Text provided

────────────────────

Tamar was the world's largest natural gas discovery in 2009 and is dedicated source of natural gas for the Israeli market that would meet Israel's demand for 20+ years.
The Partnerships (WI= 31.3%), together with Noble Energy and other partners, have undertaken the largest infrastructure project ever to be built in Israel with an investment of US$ 3 billion, which is on schedule and budget to deliver gas to Israel by April 2013 upon the expected depletion of the "Yam Tethys" reservoir.
Development
After spending a total of $274M USD on the successful Tamar-1, Tamar-2 and Dalit wells, Delek Energy's task, along with its partners, is now to bring the gas to shore. To this end, we are pursuing an aggressive development plan in order to produce gas by 2013.
The total budget for the first phase of development is about 3 billion US$, and includes 5 subsea wells (200 to 250 Mmcf/d each )- expected to be of the highest efficiency production wells in the world.
Production will be gathered at the field and delivered via Dual 16” flowlinesand a new platform will be constructed adjacent to the existing Mari-B structure. The Tamar platform will tie into the existing 30 ” pipeline that delivers natural gas to the Ashdod onshore receiving terminal. The initial processing capacity up to 1.0 bcf/d. The project includes gas injection, storage and withdrawal in the Mari-B reservoir.
Pictures from the development:
Dalit
Further to the Tamar discovery, in March, 2009, Delek's explorations discovered another well, the Dalit, at a total depth of 3,660 meters, in a 33-meter subterranean dune.
We estimate that Dalit, with Gross Mean Resources that will approach 500 BCF (.5 TCF / 14.2 BCM) – will be able to produce 200 million Mmcf daily - - constituting another commercial discovery.

────────────────────

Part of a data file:
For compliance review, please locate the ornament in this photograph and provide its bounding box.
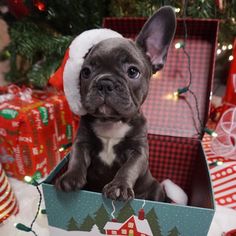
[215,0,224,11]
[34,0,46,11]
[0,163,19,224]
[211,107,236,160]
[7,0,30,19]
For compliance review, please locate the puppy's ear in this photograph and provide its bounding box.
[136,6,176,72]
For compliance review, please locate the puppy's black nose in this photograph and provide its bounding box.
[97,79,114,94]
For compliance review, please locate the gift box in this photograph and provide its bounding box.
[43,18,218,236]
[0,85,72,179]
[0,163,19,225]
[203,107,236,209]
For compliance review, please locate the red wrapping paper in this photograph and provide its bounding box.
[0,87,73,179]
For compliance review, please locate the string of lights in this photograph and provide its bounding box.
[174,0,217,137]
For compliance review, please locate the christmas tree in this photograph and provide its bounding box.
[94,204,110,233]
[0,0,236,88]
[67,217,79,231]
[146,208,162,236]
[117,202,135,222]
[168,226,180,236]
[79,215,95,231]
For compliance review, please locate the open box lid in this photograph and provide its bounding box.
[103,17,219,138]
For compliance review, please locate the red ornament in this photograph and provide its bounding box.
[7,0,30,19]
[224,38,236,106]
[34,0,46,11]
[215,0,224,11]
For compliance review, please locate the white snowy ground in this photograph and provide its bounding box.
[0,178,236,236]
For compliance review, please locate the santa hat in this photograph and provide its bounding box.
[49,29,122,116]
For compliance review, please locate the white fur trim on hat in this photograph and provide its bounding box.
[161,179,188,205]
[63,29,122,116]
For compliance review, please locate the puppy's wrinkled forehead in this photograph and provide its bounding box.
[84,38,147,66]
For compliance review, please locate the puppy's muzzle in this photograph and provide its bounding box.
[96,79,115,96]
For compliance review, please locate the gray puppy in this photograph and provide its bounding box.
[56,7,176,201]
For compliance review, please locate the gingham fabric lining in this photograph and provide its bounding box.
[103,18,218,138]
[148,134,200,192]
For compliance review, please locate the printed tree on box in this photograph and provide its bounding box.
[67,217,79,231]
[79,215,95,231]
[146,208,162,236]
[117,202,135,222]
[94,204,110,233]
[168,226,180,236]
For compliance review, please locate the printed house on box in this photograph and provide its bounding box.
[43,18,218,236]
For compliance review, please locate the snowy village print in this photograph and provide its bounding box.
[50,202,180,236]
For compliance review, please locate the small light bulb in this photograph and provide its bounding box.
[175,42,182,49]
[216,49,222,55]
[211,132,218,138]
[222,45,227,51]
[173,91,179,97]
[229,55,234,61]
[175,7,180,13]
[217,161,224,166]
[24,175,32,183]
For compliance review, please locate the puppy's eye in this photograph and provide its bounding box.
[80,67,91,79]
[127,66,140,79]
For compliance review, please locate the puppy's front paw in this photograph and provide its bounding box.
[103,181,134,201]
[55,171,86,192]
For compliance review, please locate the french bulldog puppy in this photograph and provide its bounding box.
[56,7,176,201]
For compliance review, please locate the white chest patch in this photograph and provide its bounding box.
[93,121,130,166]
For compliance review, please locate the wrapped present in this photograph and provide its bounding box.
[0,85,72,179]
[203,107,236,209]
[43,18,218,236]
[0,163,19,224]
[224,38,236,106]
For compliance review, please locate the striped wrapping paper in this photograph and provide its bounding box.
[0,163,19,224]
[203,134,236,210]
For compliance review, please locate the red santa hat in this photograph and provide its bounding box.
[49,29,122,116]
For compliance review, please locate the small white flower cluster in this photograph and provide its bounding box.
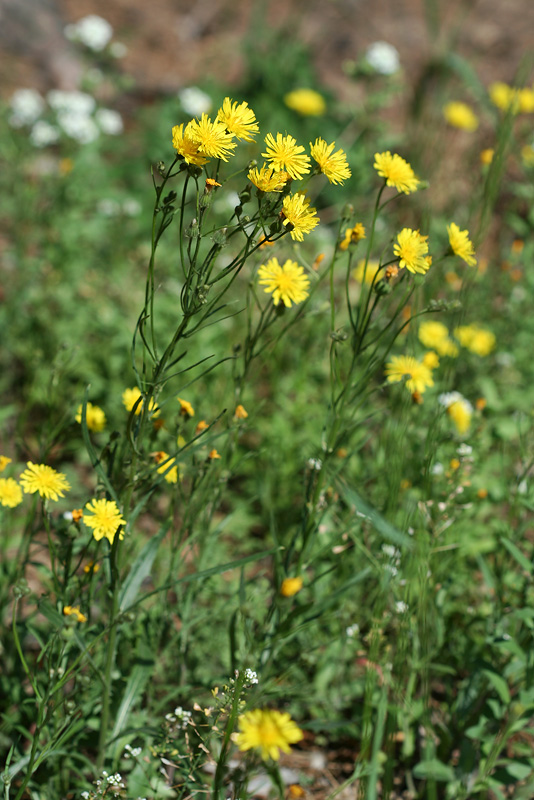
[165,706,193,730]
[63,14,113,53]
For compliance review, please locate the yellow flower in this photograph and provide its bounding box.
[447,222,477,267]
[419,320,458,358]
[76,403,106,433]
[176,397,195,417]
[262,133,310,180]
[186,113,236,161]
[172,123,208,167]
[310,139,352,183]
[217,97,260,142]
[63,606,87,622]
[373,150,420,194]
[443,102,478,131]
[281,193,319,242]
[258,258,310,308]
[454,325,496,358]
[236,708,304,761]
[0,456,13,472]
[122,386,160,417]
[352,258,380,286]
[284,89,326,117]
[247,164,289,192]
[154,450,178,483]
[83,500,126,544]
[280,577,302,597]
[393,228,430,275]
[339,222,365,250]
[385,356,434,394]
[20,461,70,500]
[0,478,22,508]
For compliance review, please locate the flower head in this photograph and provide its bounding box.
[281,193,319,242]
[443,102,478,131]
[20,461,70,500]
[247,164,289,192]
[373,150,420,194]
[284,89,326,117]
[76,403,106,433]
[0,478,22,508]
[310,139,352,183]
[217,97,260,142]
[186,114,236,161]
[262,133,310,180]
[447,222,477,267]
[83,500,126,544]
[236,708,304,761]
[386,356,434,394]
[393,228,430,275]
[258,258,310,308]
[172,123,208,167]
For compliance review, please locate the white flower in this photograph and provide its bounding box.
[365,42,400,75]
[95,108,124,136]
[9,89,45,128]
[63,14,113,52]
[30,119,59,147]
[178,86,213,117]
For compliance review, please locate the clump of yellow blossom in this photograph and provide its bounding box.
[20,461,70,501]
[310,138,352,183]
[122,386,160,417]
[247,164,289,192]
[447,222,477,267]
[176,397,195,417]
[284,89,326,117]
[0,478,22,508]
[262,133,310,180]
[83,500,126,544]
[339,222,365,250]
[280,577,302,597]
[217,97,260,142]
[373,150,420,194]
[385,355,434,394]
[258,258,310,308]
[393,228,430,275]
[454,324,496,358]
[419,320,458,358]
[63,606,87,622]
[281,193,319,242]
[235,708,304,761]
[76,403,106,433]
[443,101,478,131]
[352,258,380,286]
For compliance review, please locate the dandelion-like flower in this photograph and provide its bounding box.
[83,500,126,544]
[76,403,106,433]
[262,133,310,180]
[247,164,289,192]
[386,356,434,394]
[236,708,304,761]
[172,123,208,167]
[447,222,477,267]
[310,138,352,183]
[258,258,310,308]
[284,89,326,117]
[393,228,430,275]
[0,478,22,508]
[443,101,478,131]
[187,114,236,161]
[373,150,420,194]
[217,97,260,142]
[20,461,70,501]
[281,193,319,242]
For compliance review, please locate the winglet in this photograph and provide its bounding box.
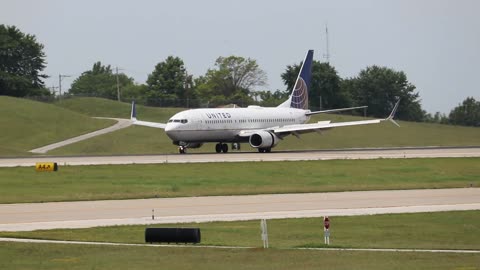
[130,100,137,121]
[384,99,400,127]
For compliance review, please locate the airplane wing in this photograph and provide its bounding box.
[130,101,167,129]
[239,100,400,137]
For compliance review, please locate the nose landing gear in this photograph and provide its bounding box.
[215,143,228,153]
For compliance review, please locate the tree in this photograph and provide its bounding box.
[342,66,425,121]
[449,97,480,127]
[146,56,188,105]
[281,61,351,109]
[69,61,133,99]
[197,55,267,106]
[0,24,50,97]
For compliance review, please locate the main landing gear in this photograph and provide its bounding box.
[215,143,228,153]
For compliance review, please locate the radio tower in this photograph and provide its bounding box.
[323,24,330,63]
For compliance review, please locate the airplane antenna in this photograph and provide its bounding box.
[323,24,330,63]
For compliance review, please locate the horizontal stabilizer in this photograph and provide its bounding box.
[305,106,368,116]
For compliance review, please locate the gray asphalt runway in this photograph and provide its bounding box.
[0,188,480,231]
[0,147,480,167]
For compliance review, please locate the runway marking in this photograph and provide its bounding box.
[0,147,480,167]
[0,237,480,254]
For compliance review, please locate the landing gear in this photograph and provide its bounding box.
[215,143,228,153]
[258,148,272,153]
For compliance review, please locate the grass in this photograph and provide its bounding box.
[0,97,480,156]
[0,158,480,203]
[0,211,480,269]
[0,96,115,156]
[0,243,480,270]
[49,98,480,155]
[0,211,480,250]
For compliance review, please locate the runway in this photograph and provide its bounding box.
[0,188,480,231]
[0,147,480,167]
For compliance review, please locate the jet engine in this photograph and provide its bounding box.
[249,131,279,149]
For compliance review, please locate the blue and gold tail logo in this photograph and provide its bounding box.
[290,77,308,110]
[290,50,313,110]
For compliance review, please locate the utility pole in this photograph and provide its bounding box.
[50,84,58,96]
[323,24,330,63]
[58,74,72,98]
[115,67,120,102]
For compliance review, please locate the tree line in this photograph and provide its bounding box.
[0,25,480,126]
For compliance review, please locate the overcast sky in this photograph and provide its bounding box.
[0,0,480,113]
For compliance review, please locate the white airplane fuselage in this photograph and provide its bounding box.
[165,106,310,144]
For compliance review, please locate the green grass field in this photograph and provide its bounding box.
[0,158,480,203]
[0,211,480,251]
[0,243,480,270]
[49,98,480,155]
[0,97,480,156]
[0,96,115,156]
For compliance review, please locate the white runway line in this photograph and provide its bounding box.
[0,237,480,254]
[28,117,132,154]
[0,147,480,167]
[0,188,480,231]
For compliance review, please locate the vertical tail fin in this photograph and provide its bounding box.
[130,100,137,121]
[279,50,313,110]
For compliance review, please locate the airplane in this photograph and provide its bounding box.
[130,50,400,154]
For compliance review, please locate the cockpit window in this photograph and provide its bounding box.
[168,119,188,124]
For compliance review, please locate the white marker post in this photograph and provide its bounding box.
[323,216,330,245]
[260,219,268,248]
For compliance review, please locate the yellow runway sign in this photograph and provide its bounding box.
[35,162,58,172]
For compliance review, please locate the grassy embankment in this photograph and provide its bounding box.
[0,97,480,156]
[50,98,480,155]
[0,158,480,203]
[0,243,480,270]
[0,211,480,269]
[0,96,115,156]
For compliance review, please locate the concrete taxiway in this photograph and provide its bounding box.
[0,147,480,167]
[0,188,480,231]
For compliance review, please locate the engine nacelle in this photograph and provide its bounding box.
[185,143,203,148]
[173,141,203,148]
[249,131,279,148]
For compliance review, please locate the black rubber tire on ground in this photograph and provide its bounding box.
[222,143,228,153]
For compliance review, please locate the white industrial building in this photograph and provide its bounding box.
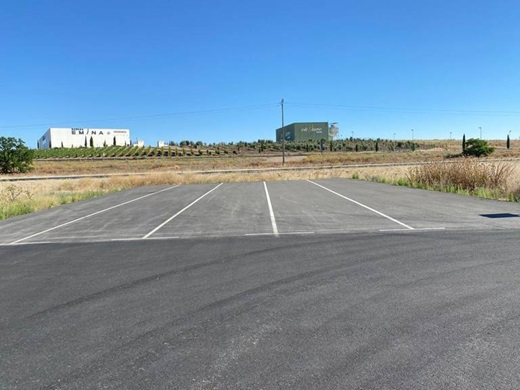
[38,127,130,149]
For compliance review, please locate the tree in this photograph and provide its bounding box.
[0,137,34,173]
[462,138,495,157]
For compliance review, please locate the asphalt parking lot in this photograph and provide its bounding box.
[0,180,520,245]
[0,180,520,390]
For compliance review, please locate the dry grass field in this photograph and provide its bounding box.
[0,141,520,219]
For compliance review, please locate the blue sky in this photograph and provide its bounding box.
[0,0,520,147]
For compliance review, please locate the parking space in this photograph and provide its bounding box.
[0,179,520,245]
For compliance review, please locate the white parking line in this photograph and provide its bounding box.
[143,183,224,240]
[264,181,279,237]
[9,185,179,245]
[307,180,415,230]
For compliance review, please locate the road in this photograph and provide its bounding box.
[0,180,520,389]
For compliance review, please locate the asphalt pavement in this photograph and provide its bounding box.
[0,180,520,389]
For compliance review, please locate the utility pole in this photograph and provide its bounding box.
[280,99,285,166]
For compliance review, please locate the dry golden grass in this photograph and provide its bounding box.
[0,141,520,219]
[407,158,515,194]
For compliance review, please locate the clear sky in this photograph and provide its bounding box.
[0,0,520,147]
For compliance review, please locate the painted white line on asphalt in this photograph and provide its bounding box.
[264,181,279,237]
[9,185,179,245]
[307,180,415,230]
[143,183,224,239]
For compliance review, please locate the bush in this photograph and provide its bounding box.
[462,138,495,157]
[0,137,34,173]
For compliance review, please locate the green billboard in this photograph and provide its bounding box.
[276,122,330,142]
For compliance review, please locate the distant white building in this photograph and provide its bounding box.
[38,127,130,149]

────────────────────

Set task 1
Summarize the text on the Tamar gas field in two sentences.
Set task 2
In the text on the Tamar gas field, how many subsea wells does the first phase of development include?
Set task 3
Write out the part of the text on the Tamar gas field from "Production will be" to "33-meter subterranean dune.".

Task result 1
Tamar, discovered in 2009 as the world's largest natural gas find that year, is a dedicated source of gas for the Israeli market that would meet Israel's demand for more than 20 years. The Partnerships, with Noble Energy and other partners, are pursuing a first development phase of about 3 billion US$ that includes 5 subsea wells and a new platform next to the existing Mari-B structure, aiming to deliver gas by 2013.

Task result 2
Five subsea wells.

Task result 3
Production will be gathered at the field and delivered via Dual 16” flowlinesand a new platform will be constructed adjacent to the existing Mari-B structure. The Tamar platform will tie into the existing 30 ” pipeline that delivers natural gas to the Ashdod onshore receiving terminal. The initial processing capacity up to 1.0 bcf/d. The project includes gas injection, storage and withdrawal in the Mari-B reservoir.
Pictures from the development:
Dalit
Further to the Tamar discovery, in March, 2009, Delek's explorations discovered another well, the Dalit, at a total depth of 3,660 meters, in a 33-meter subterranean dune.